What is expected: Revise the data from its first line through the line containing "point(50, 563)", putting "wall socket" wherever "electrical outlet" appears and leaving everything else unchanged. Give back only those lines.

Exercise data:
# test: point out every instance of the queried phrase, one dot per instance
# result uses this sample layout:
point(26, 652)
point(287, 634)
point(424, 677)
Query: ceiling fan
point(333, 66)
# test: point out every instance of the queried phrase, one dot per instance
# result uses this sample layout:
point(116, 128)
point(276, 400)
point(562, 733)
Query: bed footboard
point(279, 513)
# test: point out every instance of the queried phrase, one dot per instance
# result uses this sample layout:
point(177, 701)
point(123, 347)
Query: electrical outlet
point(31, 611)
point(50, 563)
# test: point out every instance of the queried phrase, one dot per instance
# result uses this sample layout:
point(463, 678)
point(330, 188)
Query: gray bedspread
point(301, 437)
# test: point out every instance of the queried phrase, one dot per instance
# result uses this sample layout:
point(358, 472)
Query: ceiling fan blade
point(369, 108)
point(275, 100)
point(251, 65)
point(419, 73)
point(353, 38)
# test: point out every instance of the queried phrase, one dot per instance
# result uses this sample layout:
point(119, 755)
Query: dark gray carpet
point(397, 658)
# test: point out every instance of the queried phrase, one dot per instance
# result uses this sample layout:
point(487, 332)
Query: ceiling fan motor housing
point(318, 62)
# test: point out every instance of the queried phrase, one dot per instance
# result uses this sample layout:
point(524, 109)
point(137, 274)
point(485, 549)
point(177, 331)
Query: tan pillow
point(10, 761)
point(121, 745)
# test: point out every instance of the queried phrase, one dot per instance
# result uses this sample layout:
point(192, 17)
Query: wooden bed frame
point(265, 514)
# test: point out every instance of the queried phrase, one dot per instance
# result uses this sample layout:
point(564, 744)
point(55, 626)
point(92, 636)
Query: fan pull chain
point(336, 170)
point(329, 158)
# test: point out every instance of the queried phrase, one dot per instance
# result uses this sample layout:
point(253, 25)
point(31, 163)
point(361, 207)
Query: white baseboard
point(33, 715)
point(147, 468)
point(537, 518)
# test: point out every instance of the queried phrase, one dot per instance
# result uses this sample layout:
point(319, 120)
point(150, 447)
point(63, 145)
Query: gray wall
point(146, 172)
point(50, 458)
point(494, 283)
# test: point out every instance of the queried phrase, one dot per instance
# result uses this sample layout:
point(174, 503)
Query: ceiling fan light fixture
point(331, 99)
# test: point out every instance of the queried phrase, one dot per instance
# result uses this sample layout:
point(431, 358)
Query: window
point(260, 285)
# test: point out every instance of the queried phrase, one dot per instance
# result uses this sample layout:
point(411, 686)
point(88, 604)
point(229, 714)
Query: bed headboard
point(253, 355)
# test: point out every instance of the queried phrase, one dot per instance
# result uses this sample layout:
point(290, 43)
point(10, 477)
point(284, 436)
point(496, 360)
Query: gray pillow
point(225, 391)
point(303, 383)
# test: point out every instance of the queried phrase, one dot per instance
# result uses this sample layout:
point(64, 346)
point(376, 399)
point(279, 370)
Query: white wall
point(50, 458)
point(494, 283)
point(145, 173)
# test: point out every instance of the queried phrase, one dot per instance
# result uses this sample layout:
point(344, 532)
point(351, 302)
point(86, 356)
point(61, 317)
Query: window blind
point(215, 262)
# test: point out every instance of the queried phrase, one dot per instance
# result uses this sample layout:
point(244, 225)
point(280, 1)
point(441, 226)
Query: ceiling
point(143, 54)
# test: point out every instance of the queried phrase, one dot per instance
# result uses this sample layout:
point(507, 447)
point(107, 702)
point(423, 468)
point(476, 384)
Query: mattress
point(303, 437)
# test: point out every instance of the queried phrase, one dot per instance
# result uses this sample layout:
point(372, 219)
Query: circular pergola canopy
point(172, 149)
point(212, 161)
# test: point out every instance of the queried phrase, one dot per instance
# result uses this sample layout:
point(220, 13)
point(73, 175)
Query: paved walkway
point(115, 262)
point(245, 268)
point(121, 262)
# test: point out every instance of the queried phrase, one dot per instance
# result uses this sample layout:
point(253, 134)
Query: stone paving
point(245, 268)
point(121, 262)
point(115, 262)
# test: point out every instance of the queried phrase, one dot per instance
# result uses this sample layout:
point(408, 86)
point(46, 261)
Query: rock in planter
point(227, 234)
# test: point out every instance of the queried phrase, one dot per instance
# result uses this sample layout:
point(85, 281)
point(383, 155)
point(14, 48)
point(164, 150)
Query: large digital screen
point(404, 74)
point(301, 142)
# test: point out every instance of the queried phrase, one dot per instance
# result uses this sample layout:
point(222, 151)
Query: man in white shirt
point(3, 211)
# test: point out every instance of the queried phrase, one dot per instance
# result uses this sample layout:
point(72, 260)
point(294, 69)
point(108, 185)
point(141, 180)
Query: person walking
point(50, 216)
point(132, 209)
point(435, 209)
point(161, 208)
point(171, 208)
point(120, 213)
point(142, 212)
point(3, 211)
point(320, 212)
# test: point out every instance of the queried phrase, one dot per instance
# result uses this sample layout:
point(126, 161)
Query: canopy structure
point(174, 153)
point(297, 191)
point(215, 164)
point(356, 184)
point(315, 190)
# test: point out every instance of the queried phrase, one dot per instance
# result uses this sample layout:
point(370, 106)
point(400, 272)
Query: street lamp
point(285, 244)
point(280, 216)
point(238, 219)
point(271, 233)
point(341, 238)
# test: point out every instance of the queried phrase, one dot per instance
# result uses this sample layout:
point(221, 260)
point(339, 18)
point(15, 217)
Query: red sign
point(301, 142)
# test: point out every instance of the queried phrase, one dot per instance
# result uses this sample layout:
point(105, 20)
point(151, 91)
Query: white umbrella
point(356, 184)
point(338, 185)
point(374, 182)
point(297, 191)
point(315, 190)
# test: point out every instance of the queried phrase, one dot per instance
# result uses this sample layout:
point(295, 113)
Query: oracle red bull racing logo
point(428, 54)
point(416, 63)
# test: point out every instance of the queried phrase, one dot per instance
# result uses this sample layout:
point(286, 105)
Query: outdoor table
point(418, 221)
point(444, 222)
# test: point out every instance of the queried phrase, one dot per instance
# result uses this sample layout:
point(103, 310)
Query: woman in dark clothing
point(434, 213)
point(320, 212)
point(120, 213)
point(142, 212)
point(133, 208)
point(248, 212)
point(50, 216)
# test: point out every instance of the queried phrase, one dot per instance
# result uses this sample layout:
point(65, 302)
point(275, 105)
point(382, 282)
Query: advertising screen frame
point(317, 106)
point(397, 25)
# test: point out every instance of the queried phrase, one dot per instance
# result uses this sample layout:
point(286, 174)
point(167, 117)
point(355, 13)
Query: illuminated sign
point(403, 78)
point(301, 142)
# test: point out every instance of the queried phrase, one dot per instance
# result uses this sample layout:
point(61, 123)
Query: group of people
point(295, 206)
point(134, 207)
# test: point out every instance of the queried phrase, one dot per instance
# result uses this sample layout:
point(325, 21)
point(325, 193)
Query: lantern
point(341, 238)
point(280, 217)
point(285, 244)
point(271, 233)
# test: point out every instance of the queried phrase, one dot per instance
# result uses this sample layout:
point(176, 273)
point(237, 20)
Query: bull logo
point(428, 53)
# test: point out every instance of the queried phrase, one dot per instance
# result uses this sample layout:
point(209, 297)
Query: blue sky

Finished exercise:
# test: point out every instance of the queried phrase, one dot per instance
# result uses this sample layout:
point(26, 652)
point(287, 634)
point(424, 677)
Query: ceiling fan
point(333, 66)
# test: point out every instance of the queried phrase, one dot per instance
# result uses this sample layout:
point(116, 128)
point(276, 400)
point(562, 733)
Query: bed footboard
point(279, 513)
# test: point out every instance of the queried phrase, one dot per instance
# result uses this sample layout:
point(177, 701)
point(123, 347)
Query: wall socket
point(31, 611)
point(50, 563)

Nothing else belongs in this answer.